Source data |
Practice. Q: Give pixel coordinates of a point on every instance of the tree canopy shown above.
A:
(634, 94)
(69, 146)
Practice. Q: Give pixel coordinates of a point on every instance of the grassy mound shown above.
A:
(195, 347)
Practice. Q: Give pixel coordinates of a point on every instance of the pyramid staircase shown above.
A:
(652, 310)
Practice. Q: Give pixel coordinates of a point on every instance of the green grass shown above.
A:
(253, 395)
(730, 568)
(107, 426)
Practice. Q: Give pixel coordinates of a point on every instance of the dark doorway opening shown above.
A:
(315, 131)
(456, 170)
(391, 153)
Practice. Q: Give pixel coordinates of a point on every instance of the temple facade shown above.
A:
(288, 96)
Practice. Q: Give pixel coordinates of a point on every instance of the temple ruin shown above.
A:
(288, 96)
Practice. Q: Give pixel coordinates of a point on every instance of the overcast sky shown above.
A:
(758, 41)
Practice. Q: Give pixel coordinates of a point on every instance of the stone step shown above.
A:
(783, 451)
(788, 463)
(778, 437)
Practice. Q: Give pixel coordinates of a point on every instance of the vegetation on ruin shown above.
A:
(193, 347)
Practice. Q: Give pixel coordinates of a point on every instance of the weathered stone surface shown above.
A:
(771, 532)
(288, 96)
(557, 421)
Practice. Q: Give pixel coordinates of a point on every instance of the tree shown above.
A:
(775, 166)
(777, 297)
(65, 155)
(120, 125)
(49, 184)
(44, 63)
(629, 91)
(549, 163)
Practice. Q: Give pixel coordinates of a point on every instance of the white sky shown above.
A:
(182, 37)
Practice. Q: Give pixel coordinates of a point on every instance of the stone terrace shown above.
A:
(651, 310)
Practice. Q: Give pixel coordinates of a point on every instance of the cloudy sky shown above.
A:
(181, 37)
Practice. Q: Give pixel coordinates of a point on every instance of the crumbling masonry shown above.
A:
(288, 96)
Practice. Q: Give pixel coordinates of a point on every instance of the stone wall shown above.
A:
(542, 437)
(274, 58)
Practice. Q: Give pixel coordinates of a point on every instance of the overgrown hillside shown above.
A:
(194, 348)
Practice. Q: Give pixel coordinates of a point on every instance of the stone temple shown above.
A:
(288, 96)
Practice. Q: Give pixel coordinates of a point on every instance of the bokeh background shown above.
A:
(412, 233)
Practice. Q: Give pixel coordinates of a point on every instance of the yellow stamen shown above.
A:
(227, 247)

Directions | Find the line containing "white sky shown above.", then output it and every line after it to the end of the data, exactly.

Result for this exercise |
Practice. Q: Give pixel coordinates of a point on every instance of the white sky shown above.
A:
(182, 37)
Practice. Q: Give pixel coordinates of a point on every instance of the stone terrace shown above.
A:
(651, 310)
Practice. Q: Give pixel coordinates of a point on every instance of the cloudy sky shown above.
A:
(181, 37)
Practice. Q: Give pixel coordinates of a point on every instance of the crumbling masonry shown above.
A:
(288, 96)
Practice. Q: Give pixel coordinates of a point on every instance of the stone wall shown above.
A:
(542, 437)
(274, 58)
Practice. Q: Give pixel coordinates of a point on every instance of the overgrown hillside shown above.
A:
(194, 348)
Practice. Q: Give pixel coordinates of a point on every instance of the stone temple shown above.
A:
(288, 96)
Practice. Q: Give pixel coordinates of a point on every instance of the bokeh background shown above.
A:
(412, 233)
Practice. Q: Give pixel coordinates of a point on every instance of the yellow stamen shown above.
A:
(227, 247)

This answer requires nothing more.